▸ THE TASKS
1. According to the news report on the Japanese garden sale, until what date does the temporary restraining order hold?
2. Write out the part of the news report on the Japanese garden sale that begins at the words "A judge ordered" and stops after the words "before the postponement.".

▸ DOCUMENT EXTRACT

_ _ _

A Los Angeles Superior Court judge halted UCLA’s sale of the Hannah Carter Japanese Garden on Friday. The garden is located in the neighborhood of Bel Air.

By Daily Bruin Staff

July 30, 2012 1:43 a.m.

Correction: The original version of this article contained an error. The temporary restraining order holds until August 6, according to the motion that was filed. Before the order expires, the heirs have the option of extending the halt on the garden’s sale until the trial is over, the motion said.

A judge ordered a temporary hold on UCLA’s plans to sell the Hannah Carter Japanese Garden in Bel Air, Friday.

Los Angeles Superior Court Judge Lisa Hart Cole said in her ruling that the university is contractually obligated to keep the garden, according to the motion that was filed.

The university said it would postpone the process of accepting bids for the garden, according to a university statement released Friday. The opening of bids was set for Aug. 15 before the postponement.

_ _ _

▸ INFORMATION SUPPLIED
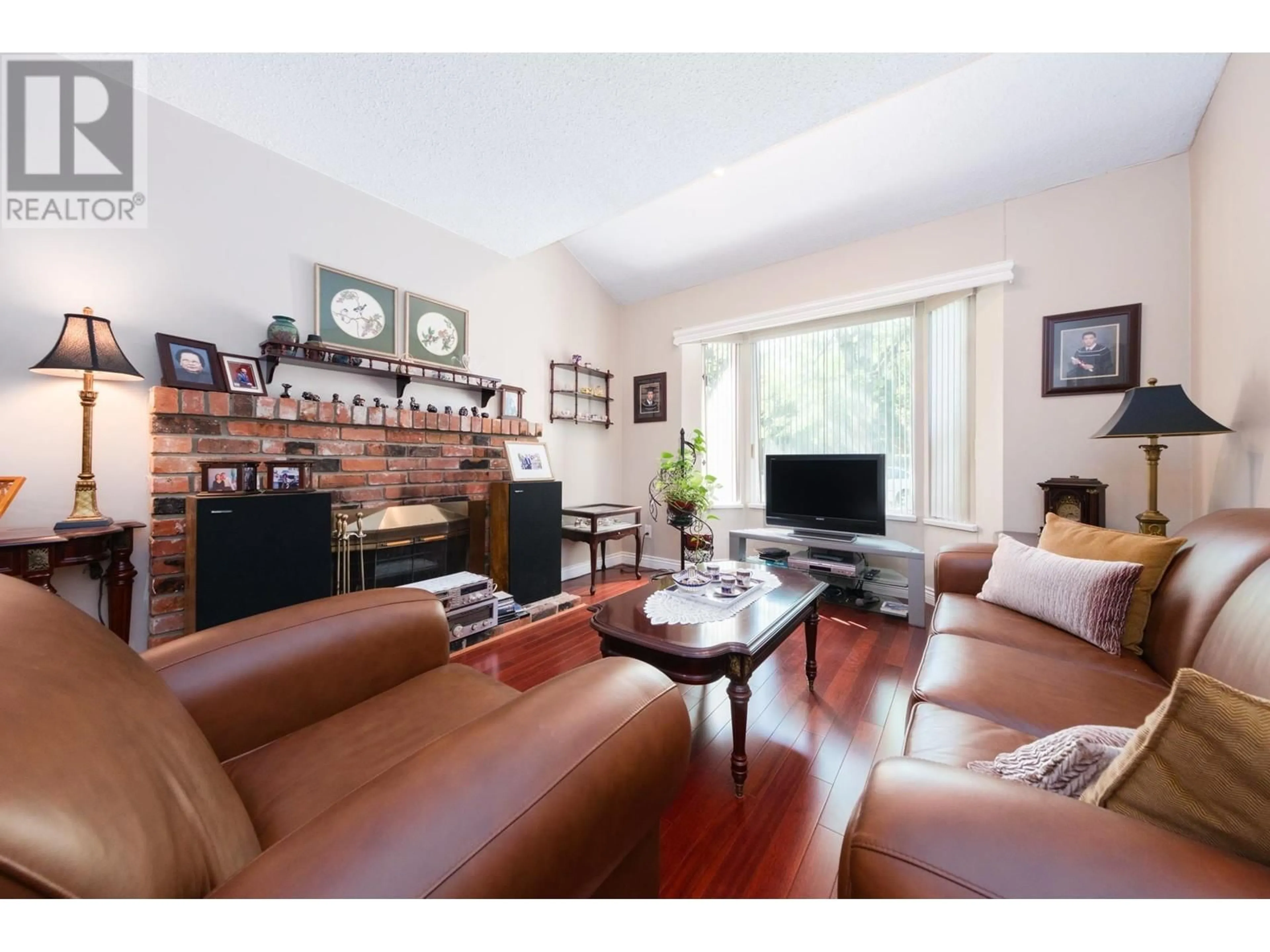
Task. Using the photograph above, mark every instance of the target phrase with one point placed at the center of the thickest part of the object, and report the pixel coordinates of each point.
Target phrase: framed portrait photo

_ _ _

▸ EXERCISE RESULTS
1. August 6

2.
A judge ordered a temporary hold on UCLA’s plans to sell the Hannah Carter Japanese Garden in Bel Air, Friday.

Los Angeles Superior Court Judge Lisa Hart Cole said in her ruling that the university is contractually obligated to keep the garden, according to the motion that was filed.

The university said it would postpone the process of accepting bids for the garden, according to a university statement released Friday. The opening of bids was set for Aug. 15 before the postponement.